### TASK INSTRUCTIONS
a) Answer the following questions using the passage on Barlow at Large:
(i) Which actor starred in the title role?
(ii) What was Barlow co-opted by the Home Office to investigate in the 1971 spin-off?
(iii) Which actor played the senior civil servant Fenton?
b) Retype the portion of the passage on Barlow at Large that opens with the words containing "Barlow at Large, later" and closes with "the title role.".
c) Continue the passage on the television programme Barlow at Large, beginning after its final sentence.

### PROVIDED PASSAGE
○ ○ ○
Barlow at Large, later Barlow, is a British police procedural television programme broadcast in the 1970s, starring Stratford Johns in the title role.

Johns had previously played Barlow in the Z-Cars, Softly, Softly and Softly, Softly: Taskforce series on BBC television during the 1960s and early 1970s. Barlow at Large began as a three-part self-contained spin-off from Softly, Softly: Taskforce in 1971 with Barlow co-opted by the Home Office to investigate police corruption in Wales. Johns left Softly, Softly for good in 1972, but returned for a further series of Barlow at Large in the following year, Barlow having gone on full-time secondment to the Home Office. This second series, rather than telling one story in serial form, as the 1971 series had, was instead ten 50-minute episodes, each with a self-contained story (this would be the format of all subsequent series). In this series, Barlow was supported by Norman Comer as Detective Sergeant Rees, who had been helpful to him during the first series. He also had to deal with the political machinations of the senior civil servant Fenton (Neil Stacy).
○ ○ ○
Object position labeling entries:
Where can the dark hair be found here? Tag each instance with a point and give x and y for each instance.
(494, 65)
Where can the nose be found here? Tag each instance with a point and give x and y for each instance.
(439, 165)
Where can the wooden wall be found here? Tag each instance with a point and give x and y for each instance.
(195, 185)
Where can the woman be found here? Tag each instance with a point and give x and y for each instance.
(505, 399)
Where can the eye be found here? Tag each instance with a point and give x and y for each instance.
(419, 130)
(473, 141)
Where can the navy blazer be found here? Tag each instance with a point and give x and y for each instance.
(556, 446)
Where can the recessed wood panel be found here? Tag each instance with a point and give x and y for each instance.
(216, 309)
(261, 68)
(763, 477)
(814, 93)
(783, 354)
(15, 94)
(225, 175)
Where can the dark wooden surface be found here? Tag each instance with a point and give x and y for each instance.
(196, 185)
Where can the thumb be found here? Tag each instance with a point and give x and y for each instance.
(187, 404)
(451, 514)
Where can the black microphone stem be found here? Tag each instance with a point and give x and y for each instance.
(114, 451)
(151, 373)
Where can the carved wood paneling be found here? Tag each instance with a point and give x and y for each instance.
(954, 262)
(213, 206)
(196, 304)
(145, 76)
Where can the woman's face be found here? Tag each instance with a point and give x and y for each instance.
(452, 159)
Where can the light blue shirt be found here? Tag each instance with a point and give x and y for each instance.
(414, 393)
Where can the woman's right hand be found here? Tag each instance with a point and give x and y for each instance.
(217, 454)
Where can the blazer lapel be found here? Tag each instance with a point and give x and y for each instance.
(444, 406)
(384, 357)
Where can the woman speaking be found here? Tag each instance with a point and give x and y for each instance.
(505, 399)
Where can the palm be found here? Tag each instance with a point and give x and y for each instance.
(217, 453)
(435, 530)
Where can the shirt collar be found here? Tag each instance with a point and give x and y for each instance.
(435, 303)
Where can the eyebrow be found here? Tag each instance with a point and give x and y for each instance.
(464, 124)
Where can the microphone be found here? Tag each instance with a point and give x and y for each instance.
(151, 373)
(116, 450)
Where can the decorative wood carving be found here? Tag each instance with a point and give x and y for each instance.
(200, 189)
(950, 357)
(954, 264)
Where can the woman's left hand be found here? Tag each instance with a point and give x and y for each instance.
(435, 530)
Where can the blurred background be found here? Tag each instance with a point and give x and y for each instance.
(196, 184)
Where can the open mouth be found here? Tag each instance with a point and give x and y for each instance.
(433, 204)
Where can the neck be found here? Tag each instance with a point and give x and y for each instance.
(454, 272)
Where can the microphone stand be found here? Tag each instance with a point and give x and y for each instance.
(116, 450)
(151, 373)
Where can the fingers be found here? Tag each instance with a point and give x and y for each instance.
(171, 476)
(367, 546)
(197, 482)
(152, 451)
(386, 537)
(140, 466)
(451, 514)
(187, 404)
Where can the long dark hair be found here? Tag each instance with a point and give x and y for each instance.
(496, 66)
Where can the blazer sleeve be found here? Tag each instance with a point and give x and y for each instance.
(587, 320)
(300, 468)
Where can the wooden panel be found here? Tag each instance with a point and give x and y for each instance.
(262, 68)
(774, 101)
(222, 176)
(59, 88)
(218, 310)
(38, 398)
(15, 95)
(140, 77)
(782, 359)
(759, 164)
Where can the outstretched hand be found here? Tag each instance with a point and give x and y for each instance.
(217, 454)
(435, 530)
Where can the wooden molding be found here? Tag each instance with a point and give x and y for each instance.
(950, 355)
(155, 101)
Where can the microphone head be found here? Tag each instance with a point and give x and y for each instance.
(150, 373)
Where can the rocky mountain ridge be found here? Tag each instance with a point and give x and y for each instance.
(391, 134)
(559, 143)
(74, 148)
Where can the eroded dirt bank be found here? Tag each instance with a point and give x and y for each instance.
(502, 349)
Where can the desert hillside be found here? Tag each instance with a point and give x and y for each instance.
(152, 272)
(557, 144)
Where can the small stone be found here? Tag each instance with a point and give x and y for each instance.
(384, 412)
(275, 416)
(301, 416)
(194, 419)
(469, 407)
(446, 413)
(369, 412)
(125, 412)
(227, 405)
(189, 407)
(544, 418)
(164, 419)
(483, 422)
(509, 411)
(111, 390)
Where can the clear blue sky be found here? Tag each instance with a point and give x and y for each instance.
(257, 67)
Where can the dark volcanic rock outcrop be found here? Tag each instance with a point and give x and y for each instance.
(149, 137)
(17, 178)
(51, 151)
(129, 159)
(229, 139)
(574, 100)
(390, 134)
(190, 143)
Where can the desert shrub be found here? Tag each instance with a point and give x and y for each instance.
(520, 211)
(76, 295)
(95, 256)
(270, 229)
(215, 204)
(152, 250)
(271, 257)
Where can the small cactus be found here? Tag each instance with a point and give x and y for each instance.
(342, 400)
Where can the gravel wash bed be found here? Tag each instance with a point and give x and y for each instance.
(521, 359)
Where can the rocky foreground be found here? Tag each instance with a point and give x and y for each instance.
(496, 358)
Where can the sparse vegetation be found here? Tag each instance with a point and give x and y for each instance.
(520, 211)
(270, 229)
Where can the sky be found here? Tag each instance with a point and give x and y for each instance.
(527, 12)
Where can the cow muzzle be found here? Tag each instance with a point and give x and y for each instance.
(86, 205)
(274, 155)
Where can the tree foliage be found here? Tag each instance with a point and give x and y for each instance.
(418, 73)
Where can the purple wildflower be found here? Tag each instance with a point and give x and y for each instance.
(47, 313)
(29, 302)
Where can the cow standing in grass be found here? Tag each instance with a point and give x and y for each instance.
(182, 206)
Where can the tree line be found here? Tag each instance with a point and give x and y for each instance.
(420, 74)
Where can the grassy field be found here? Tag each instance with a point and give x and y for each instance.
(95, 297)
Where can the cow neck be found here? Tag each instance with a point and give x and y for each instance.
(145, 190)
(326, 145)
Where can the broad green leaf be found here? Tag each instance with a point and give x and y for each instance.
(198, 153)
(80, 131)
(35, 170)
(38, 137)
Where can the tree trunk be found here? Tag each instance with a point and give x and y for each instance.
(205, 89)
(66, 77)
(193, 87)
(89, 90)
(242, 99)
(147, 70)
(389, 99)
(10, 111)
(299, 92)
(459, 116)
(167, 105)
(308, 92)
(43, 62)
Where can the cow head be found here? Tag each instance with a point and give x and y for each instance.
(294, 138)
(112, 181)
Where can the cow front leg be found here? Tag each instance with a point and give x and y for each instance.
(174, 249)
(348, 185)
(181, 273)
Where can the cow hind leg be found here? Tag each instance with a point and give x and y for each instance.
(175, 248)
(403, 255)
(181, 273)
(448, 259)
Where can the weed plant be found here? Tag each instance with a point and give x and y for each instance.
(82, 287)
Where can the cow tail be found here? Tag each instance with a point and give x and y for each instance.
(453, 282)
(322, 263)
○ ○ ○
### REPLIES
a)
(i) Stratford Johns
(ii) Police corruption in Wales
(iii) Neil Stacy

b)
Barlow at Large, later Barlow, is a British police procedural television programme broadcast in the 1970s, starring Stratford Johns in the title role.

c)
In 1974 the series was retitled Barlow and a further two series of eight episodes each followed, introducing the character of Detective Inspector Tucker, played by Derek Newark. The final episode was transmitted in February 1975. The Barlow character was seen again in the series Second Verdict in which he, along with his former colleague John Watt (Frank Windsor), looked into unsolved cases and unsafe convictions from history.

Episodes were 50 minutes in length and were filmed in colour:

 Series 1: 15 September - 29 September 1971, 3 episodes
 Series 2: 7 February - 11 April 1973, 10 episodes
 Series 3: 23 January - 13 March 1974, 8 episodes
 Series 4: 8 January - 26 February 1975, 8 episodes

Cast
Stratford Johns - (DCS Charlie Barlow /... 1971, 1973-1975 / Series 1-4 / 29 episodes)
Norman Comer - (DS David Rees /... 1971, 1973-1974 / Series 1-3 / 13 episodes)
Neil Stacy - (A. G.(Anthony Gordon) Fenton /... 1973-1975 / Series 2-4 / 18 episodes)
Derek Newark - (DI Eddie Tucker /... 1974-1975 / Series 3-4 / 15 episodes)

Others:
Tenniel Evans - (Chief Con. James 1971 / Series 1 / 2 episodes)
Philip Madoc - (Rizzi 1973-1975 / Series 2-4 / 3 episodes)
Noel Willman - (Sir Hugh Anderson 1973-1974 / Series 2-3 / 2 episodes)
Ray McAnally - (Commander Benson 1973-1974 / Series 2-3 / 2 episodes)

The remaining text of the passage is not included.